* **Text extract**
FHA Insured Mortgage Loans Versus Other Loan Programs
This BLOG On FHA Insured Mortgage Loans Versus Other Loan Programs Was UPDATED On October 2nd, 2017
FHA Insured Mortgage Loans are government residential home loans that are originated and funded by private mortgage lenders.
- However, FHA Insured Mortgage Loans are insured by the Federal Housing Administration against borrower default and foreclosure.
- HUD, the parent of FHA, insures private lenders who are FHA Approved in the event the FHA Loan originated and funded default as long as the lender follows FHA Guidelines.
The Role Of FHA
FHA is not a lender. FHA is a government agency that was created under the U.S. Department of Housing and Urban Development (HUD) with its mission and role being to promote home ownership by insuring private lenders against losses in the event if FHA borrowers were to default on their FHA Loans.
- The Federal Housing Administration, FHA, was created in 1934.
- The creation of FHA and role was to induce and promote affordable housing to every hard working American family and make home ownership possible to every American.
- The Federal Housing Administration became part of the United States Department of Housing and Urban Development back in 1965.
FHA Loans Are Most Popular Loan Program In The United States
FHA currently insures more than one trillion in home loans in the United States and makes home ownership possible for those with less than perfect credit and those who are first time home buyers.
- The FHA Loan Programs has insured more than 36 million homes since its inception in 1934.
- FHA is the largest home mortgage insurance company in this world and is still going strong.
Why FHA Loans?
There are many advantages for a home buyer or homeowner to get a FHA insured loans versus a Fannie Mae conventional mortgage loans.
- One of the greatest advantages of getting FHA insured mortgage loans is that it allows smaller down payment on home purchases.
- Conventional mortgage loans require a bare minimum of 5% down payment.
- Conventional Loans allow for 3% down payment for first time home buyers with good credit.
- FHA minimum down payment requirement is 3.5% down payment.
FHA Loans Benefit High Debt To Income Ratio Borrowers
Another major advantage of getting FHA Loans is that their lending guidelines are much more generous than Fannie Mae’s conventional loans.
- Most conventional loans debt to income caps are set at 45%.
- For FHA Loans, caps on debt to income ratios can be as high as 46.9% front end and back end 56.9% to get an approve/eligible.
- Many mortgage loan borrowers with excellent credit scores sometimes need to go with FHA Loans if they have higher debt to income ratio that exceeds the conventional debt to income ratio caps.
Lower Mortgage Rates Due To Government Guarantee
Another important fact that mortgage loan borrowers need to keep in mind is that FHA insured mortgage loans mortgage rates are normally 0.50% lower than conventional mortgage rates.
- Lenders can offer lower mortgage rates on FHA Home Loans because of the government guarantee against borrower defaulting on their loans.

(Records from a data collection)
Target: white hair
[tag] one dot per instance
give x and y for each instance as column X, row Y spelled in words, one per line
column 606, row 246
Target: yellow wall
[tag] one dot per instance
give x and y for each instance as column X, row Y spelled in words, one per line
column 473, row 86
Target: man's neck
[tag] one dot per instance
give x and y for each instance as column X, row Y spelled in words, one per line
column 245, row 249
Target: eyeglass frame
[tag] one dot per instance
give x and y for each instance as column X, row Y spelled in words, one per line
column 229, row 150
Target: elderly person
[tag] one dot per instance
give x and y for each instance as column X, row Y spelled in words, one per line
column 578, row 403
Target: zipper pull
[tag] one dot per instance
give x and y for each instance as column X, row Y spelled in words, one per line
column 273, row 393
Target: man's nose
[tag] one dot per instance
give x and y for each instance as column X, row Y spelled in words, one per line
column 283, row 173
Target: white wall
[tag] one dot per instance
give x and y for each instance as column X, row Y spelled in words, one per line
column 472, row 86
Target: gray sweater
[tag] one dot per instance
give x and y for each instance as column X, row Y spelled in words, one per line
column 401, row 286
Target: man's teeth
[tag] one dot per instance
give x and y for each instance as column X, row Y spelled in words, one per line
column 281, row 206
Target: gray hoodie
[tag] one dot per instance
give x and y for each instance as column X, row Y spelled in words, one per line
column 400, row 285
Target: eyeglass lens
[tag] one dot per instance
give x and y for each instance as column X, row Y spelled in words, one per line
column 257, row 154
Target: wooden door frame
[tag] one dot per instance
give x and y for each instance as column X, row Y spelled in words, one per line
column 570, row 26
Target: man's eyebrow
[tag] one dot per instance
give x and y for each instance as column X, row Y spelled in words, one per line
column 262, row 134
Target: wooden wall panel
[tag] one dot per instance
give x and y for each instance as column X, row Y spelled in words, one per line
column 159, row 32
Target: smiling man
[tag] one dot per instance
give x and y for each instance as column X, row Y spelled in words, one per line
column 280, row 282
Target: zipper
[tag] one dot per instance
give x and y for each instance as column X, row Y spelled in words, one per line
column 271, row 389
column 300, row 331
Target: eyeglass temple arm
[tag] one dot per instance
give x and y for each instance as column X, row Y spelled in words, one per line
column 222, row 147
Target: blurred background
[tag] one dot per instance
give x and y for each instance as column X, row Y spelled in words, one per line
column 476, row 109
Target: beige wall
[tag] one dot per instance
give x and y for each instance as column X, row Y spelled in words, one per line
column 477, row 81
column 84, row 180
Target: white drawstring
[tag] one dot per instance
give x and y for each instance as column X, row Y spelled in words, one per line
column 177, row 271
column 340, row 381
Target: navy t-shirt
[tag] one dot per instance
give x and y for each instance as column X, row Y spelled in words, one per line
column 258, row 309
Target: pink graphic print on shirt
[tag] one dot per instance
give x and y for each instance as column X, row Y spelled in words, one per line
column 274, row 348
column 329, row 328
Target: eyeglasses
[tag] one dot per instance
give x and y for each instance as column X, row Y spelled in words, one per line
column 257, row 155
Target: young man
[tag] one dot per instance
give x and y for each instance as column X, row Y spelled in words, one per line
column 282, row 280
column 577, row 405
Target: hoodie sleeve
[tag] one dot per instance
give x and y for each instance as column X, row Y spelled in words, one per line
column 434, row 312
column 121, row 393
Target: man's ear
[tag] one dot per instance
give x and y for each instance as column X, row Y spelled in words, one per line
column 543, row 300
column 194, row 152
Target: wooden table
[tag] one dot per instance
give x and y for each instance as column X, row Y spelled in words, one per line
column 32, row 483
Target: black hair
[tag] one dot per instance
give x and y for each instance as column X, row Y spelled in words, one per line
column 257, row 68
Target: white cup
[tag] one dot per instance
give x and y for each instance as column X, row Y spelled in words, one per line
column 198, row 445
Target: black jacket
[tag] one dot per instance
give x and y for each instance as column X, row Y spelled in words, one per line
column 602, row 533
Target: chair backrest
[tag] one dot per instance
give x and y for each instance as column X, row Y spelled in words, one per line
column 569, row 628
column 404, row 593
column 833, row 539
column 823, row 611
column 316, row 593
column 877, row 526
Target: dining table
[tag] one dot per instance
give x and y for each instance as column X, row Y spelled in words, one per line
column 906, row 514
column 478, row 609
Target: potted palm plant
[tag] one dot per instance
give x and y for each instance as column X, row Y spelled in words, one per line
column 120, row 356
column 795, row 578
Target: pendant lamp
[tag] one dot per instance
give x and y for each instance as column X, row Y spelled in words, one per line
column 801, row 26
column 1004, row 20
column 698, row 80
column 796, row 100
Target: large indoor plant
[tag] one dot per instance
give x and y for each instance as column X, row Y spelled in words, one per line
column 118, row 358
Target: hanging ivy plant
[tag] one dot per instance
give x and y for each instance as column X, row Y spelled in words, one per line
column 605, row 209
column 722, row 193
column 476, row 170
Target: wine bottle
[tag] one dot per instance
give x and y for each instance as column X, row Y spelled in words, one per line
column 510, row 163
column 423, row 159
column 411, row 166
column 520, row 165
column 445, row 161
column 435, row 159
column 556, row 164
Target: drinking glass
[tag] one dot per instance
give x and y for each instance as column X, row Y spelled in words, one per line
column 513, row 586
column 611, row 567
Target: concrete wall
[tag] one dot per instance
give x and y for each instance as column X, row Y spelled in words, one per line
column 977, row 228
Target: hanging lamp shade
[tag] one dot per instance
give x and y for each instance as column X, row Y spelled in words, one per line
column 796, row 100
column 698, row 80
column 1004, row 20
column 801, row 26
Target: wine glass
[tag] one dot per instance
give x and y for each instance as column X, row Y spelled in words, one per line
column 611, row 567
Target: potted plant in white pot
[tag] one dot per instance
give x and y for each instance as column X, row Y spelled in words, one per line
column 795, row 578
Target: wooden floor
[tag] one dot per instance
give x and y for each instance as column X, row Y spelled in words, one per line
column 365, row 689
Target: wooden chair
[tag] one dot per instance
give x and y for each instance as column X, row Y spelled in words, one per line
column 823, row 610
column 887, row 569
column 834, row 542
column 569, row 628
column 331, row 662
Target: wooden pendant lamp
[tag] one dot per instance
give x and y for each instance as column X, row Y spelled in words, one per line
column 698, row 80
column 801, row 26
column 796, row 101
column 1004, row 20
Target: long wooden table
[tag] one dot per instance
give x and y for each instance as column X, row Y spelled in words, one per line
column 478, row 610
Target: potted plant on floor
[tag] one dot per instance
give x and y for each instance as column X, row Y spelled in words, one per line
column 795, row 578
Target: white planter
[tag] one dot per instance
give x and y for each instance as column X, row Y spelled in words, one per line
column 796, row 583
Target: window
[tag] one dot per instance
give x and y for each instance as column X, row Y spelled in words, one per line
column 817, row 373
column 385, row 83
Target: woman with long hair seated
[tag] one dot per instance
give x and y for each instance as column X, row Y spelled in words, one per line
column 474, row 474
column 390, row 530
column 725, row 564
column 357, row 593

* **Short problem A**
Copy the passage of the FHA loans text that begins with the words containing "There are many" and ends with "3.5% down payment.", switching "bare minimum" to "strict minimum".
* **Short problem B**
According to the FHA loans text, in what year did the Federal Housing Administration become part of the United States Department of Housing and Urban Development?

* **Written solution A**
There are many advantages for a home buyer or homeowner to get a FHA insured loans versus a Fannie Mae conventional mortgage loans.
- One of the greatest advantages of getting FHA insured mortgage loans is that it allows smaller down payment on home purchases.
- Conventional mortgage loans require a strict minimum of 5% down payment.
- Conventional Loans allow for 3% down payment for first time home buyers with good credit.
- FHA minimum down payment requirement is 3.5% down payment.

* **Written solution B**
1965